Rows from a pointing dataset:
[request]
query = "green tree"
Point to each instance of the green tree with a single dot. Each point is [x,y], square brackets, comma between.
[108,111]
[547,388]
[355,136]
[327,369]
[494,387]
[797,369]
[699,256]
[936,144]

*Problem requirements*
Rewrite every line of the records above, requests included, scaling each coordinate in the answers by 2.35 and rounding to whole numbers, with halves rounded up.

*Written solution*
[request]
query = "green tree"
Point to each instance of the green tree with a single dot. Each point is [x,y], square brackets, comma between.
[254,261]
[1285,912]
[834,320]
[768,867]
[1161,909]
[1873,867]
[1643,602]
[2200,338]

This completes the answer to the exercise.